**EXCERPTED PASSAGE**
--- START ---
However, data that were processed digitally were used as reference values in the above experiments and data processing might add transformation errors, change the values of the coefficient of determination, and affect the model clustering pattern.

The initial data (data array 3) were therefore used without any treatment in the next experiment. This makes it possible to evaluate the stability of the analytical algorithm in the case of data that include stochastic errors and to avoid additional mathematical transformations if appropriate.

The results are shown as a ranking of the approximating functions (Table 3). The Vysochina and Khanin equations exchanged their places in this case. The change did not principally alter the general clustering pattern, as was expected from the results of the previous experiments. This finding supports the adequacy of our estimates.

Table 3. ODC-approximating functions with a physical content (results obtained with data array 3)
--- END ---
**GIVEN MATERIAL**
--- START ---
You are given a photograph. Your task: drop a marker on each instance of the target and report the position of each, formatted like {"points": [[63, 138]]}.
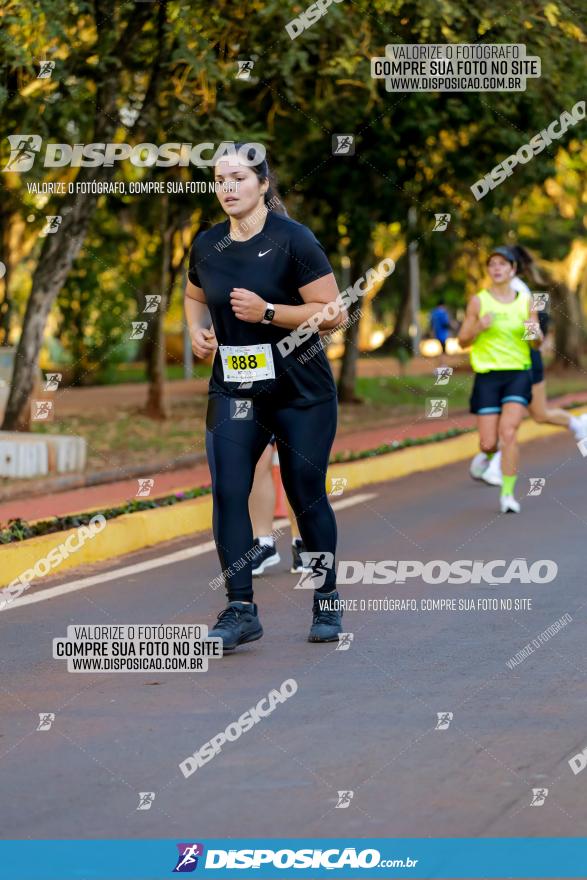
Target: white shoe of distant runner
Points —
--- END ---
**PROBLEMS AND TASKS**
1 - According to the excerpt on ODC-approximating functions, which two equations exchanged places in the ranking obtained with data array 3?
2 - Carry on the excerpt on ODC-approximating functions, starting after its last line, the caption for Table 3.

**ANSWERS FOR THIS EXERCISE**
1 - The Vysochina and Khanin equations.

2 -
A cluster analysis was carried out with these data (Fig. 2c). The results showed that the dendrogram structure remained almost unchanged. Two clusters formed at a distance of 1260 points, one including models 1–4 (Table 3) and the other, model 5 (the Kislyakov equation). Unlike in the previous experiments (data arrays 1 and 2), the Podrabinek–Kamenskii model occurred in the power model cluster (the Adair, Bernard, and Hill models) rather than clustering together with the Kislyakov model. However, a relatively great distance (613 points) separates the Podrabinek–Kamenskii model from the power model cluster. This indicates, first, that stochastic errors are a factor and, second, that there is a certain similarity in describing the kinetics of oxygen binding by the hemoprotein between the Podrabinek–Kamenskii model and the Adair, Bernard, and Hill models, as already mentioned above.

As for the power models, the cluster structure, leaf positions, and the proportions and absolute values of distances between models were similar to those in the previous experiments (Figs. 2a, 2b). It should be noted that the distances observed between the Adair and Bernard models (56 points) and between the Adair and Bernard models and the Hill model (186 points) in the last experiment were lower than in the previous experiments (63 and 89 points for the former distance and 237 and 208 points for the latter distance). The difference in distance is probably determined by the difference in total point number: 1246 points (data arrays 1 and 2) vs. 65 points (data array 3). Then, the distance of 613 points might be even greater in the previous experiments if the Podrabinek–Kamenskii model clustered together with the power models.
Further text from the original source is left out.